**Written problem a**
In the records, replace "bollard" with "traffic post" and give the lines again with everything else unchanged, starting at the line containing "row of window" and ending at the line containing "top-left (323, 385), bottom-right (462, 406)".

**Excerpted passage**
..............................

Aliphatic aldehydes are named as derivatives of their longest alkyl chain. Thus, HCHO is named as a derivative of methane, and CH3CH2CH2CHO is named as a derivative of butane. The suffix -al replaces the -e of the alkane name. Thus, HCHO is named methanal, more commonly known as formaldehyde, and CH3CH2CH2CHO is named butanal.
When a -CHO group is attached to a ring, the suffix -carbaldehyde is used. Thus, C6H11-CHO is known as cyclohexanecarbaldehyde. The name benzaldehyde is used as the root for aldehydes derived from benzene.
Physical properties
The carbonyl group is polar. Oxygen being more electronegative, pulls the bond pair towards itself thus creating electron deficiency at the carbon atom.
Chemistry
Preparation
There are several methods for preparing aldehydes:
- Reacting a primary alcohol with an oxidizing agent. In the laboratory this may be achieved by heating the alcohol with a chromium(VI) reagent an acidified solution of potassium dichromate, which is reduced to green Cr3+ during the reaction. Excess dichromate will further oxidise the aldehyde to form a carboxylic acid, so either the aldehyde is distilled out as it forms (if volatile), or milder methods such as PCC oxidation, IBX acid, Dess-Martin periodinane or Swern oxidation are used. The equation is shown below with propan-1-ol being oxidised to form propanal.
- CH3CH2CH2OH —→ CH3CH2CHO
- A similar process reacting pentan-1-ol to form pentanal is illustrated below.
- Reacting an alkene (if there is a vinylic hydrogen) with ozone will cause the C=C bond to break yielding an aldehyde upon workup, in a process called ozonolysis.
- Reacting an ester with DIBAL-H can cause reduction, yielding an aldehyde.
- Reduction of an acid chloride using the Rosenmund reduction.
- reaction of ketones with methoxymethylenetriphenylphosphine in a modified Wittig reaction
Common reactions
- aldehydes react with alcohols and an acid or base to a hemiacetal, the hemiacetal and alcohol and more acid catalyst further react to an acetal and water
- Simple hemiacetals are usually unstable, although cyclic ones such as glucose do exist. Acetals are stable, but these revert to the aldehyde in the presence of aqueous acid.
- Treating aldehydes with oxidizing agents such as potassium permanganate, nitric acid, chromium(VI) oxide or acidified potassium dichromate), will yield a carboxylic acid.
- Treating aldehydes with Tollens' reagent (which is prepared by adding a drop of sodium hydroxide solution into silver nitrate solution to give a precipitate of silver(I) oxide, and then adding just enough dilute ammonia solution to redissolve the precipitate in aqueous ammonia to produce [Ag(NH3)2]+ complex) will convert aldehydes to carboxylic acids without attacking carbon-carbon double-bonds. This reaction is also known as the silver mirror test.
- Aldehydes can react with water (under acidic or basic conditions) to form hydrates, R-C(H)(OH)(OH), although these are only stable when strong electron withdrawing groups are present, as in chloral hydrate. The mechanism is identical to hemiacetal formation.

..............................

**Material to process**
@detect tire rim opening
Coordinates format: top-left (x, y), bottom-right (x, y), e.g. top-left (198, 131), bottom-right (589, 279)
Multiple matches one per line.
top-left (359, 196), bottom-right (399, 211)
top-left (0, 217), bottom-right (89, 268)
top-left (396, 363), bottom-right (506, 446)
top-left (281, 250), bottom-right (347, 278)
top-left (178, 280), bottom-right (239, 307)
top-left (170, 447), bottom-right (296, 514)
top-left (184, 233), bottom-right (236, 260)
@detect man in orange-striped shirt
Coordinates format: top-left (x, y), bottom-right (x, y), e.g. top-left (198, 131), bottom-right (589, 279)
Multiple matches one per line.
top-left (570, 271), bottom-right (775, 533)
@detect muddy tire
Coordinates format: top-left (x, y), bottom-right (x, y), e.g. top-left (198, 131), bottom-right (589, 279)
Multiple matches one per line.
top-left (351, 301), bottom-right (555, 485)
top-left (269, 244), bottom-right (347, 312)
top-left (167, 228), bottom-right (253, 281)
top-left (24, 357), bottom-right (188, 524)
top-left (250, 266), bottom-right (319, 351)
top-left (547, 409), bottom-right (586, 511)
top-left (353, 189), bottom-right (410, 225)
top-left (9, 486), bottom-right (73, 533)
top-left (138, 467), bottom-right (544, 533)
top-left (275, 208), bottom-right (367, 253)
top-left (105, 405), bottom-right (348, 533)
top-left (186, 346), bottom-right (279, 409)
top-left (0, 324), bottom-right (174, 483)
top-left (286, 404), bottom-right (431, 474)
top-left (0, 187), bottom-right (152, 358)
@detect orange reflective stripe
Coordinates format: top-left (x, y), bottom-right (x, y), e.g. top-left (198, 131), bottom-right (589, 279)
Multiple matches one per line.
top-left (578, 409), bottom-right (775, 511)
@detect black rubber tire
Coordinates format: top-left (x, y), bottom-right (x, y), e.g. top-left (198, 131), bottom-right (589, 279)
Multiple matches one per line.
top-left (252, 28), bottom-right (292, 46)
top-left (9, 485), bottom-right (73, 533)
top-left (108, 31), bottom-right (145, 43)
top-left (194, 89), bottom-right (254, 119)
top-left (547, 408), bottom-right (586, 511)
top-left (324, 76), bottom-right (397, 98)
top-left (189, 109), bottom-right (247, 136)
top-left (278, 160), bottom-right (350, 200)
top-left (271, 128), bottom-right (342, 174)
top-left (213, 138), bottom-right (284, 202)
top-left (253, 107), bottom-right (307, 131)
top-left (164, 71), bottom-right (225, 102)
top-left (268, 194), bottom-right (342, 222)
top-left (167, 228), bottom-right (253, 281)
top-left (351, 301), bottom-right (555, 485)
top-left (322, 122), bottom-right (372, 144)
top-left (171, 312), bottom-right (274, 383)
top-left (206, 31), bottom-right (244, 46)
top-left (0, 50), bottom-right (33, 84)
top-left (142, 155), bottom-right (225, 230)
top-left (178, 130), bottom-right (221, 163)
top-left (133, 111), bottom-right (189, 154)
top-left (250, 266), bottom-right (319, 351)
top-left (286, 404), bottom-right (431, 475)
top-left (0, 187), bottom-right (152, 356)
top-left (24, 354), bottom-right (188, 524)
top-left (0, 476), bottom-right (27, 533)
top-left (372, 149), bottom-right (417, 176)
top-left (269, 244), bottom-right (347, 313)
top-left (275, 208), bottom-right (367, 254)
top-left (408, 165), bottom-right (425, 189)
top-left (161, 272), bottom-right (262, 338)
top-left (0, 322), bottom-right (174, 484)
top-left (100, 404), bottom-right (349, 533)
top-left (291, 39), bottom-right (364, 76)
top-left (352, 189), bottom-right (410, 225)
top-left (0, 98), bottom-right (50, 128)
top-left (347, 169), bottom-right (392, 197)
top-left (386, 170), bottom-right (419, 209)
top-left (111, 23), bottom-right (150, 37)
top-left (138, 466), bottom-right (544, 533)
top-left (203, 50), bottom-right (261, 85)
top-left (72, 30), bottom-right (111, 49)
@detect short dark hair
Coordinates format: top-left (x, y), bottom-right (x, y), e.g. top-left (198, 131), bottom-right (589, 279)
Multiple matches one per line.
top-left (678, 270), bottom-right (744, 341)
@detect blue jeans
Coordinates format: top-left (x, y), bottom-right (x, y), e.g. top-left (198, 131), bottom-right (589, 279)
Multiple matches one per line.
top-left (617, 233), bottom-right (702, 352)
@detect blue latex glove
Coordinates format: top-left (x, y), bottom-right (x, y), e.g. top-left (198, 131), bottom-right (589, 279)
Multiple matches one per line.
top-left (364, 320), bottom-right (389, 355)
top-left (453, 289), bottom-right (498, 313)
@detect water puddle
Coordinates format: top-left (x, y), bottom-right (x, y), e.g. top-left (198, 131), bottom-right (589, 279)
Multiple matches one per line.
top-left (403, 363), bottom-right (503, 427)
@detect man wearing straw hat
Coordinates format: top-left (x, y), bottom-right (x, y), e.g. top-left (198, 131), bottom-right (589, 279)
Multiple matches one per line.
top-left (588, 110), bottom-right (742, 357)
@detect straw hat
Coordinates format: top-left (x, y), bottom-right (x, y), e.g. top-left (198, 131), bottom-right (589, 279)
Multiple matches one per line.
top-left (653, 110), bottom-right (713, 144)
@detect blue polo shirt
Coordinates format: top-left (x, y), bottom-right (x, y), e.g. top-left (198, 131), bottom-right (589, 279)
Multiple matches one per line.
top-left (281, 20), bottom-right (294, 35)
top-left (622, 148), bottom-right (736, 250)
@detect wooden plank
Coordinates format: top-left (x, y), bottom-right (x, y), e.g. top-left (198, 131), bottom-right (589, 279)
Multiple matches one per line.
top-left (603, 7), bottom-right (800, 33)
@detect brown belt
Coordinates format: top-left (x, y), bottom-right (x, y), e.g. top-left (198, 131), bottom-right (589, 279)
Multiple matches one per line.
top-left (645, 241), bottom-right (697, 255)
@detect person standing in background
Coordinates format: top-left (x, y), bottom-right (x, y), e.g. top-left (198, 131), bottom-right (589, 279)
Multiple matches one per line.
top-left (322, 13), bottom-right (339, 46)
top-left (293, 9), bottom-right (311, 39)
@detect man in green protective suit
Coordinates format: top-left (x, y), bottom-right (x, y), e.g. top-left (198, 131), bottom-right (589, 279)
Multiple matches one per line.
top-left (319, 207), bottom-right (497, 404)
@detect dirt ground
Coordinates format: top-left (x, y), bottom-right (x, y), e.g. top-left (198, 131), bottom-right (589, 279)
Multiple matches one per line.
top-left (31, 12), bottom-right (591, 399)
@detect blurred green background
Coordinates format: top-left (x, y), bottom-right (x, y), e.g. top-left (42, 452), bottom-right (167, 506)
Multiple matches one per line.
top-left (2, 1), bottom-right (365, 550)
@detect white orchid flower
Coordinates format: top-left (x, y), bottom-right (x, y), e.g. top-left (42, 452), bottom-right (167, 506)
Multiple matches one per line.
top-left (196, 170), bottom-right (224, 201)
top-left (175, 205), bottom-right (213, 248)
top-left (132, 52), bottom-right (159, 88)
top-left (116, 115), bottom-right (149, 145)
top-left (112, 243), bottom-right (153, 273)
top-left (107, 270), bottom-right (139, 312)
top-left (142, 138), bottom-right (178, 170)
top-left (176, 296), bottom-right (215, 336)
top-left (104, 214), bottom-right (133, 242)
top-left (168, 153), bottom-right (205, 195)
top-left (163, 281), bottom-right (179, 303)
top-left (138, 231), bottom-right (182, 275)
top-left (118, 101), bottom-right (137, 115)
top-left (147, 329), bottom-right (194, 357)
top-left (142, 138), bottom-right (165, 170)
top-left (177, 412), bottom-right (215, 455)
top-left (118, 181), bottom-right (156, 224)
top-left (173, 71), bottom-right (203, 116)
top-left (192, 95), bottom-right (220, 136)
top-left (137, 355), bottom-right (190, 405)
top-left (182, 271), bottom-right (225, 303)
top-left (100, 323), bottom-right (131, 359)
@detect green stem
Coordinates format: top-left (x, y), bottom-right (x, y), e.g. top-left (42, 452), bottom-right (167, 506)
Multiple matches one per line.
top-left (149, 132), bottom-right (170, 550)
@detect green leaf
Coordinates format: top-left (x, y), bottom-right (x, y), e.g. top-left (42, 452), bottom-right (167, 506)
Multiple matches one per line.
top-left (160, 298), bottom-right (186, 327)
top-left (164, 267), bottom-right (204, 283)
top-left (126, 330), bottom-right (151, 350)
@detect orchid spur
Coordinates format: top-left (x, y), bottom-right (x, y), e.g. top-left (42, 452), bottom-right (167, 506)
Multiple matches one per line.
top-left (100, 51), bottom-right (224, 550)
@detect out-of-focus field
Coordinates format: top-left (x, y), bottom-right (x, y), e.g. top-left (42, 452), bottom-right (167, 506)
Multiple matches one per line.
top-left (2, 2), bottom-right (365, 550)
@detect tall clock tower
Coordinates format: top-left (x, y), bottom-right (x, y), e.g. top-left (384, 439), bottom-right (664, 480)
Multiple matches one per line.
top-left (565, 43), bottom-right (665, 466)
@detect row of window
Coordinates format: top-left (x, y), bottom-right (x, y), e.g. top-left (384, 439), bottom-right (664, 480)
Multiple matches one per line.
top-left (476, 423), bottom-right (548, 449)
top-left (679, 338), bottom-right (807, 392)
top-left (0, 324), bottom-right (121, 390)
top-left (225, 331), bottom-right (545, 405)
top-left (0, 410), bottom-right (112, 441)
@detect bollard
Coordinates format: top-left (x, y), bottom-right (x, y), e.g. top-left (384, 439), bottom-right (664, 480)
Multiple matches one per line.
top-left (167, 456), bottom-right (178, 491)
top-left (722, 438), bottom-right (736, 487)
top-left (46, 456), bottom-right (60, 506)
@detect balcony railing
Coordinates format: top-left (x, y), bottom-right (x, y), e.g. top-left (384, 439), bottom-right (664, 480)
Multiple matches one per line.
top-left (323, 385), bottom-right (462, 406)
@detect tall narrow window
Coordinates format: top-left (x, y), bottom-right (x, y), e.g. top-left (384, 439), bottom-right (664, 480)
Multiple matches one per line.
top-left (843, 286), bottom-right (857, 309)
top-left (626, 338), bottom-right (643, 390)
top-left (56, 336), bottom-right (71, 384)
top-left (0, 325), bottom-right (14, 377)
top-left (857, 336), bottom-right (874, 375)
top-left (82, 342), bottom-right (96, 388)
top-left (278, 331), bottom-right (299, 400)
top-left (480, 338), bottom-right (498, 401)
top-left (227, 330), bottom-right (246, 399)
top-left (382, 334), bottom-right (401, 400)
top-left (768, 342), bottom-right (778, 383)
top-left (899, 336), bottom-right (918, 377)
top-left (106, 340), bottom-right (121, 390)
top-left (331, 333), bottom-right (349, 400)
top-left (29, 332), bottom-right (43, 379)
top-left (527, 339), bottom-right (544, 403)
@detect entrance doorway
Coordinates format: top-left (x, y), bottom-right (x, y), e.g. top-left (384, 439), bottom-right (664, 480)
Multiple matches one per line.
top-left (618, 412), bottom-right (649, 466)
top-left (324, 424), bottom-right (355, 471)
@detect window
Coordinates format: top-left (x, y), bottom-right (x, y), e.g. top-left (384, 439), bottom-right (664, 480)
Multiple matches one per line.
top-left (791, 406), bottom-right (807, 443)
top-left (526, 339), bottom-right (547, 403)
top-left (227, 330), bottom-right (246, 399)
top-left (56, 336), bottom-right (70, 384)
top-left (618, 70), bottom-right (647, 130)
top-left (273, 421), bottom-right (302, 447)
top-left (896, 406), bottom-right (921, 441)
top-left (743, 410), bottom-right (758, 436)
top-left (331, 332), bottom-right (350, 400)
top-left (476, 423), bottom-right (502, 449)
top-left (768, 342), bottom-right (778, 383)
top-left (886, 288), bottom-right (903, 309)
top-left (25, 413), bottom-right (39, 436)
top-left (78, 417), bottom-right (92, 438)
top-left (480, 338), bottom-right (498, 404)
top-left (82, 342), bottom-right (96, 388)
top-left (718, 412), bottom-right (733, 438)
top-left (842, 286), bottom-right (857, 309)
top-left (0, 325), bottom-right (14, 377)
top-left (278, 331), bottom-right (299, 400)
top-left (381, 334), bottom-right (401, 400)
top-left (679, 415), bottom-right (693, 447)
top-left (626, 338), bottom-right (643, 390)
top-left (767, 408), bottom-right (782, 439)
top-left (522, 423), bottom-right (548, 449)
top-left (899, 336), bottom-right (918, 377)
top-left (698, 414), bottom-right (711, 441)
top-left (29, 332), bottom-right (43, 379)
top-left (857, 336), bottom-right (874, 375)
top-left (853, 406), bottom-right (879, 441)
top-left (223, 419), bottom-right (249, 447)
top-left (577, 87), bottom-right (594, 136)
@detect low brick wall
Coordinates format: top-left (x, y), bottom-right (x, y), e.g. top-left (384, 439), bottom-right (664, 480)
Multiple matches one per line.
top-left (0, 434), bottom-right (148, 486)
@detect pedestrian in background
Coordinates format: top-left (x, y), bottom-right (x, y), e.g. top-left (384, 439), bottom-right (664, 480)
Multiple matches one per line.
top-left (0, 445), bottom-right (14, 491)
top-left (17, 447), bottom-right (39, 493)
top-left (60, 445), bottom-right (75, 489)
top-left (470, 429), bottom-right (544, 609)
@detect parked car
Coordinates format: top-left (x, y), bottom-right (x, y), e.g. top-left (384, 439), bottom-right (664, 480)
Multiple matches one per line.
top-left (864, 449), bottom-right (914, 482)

..............................

**Written problem b**
State whether each statement agrees with the passage on aldehydes, answering yes or no and quoting the deciding words: (i) benzaldehyde serves as the root name for aldehydes derived from benzene; (ii) simple hemiacetals are usually stable; (iii) the reaction of aldehydes with Tollens' reagent is also called the silver mirror test.

**Problem solution a**
@detect row of window
Coordinates format: top-left (x, y), bottom-right (x, y), e.g. top-left (384, 439), bottom-right (664, 480)
Multiple matches one per line.
top-left (476, 423), bottom-right (548, 449)
top-left (679, 338), bottom-right (807, 392)
top-left (0, 324), bottom-right (121, 390)
top-left (225, 331), bottom-right (545, 405)
top-left (0, 410), bottom-right (112, 441)
@detect traffic post
Coordinates format: top-left (x, y), bottom-right (x, y), e.g. top-left (384, 439), bottom-right (664, 480)
Multiple matches one per line.
top-left (167, 456), bottom-right (178, 491)
top-left (722, 438), bottom-right (736, 487)
top-left (46, 456), bottom-right (60, 506)
@detect balcony railing
Coordinates format: top-left (x, y), bottom-right (x, y), e.g. top-left (384, 439), bottom-right (664, 480)
Multiple matches one per line.
top-left (323, 385), bottom-right (462, 406)

**Problem solution b**
(i) Yes: "The name benzaldehyde is used as the root for aldehydes derived from benzene."
(ii) No: "Simple hemiacetals are usually unstable, although cyclic ones such as glucose do exist."
(iii) Yes: "This reaction is also known as the silver mirror test."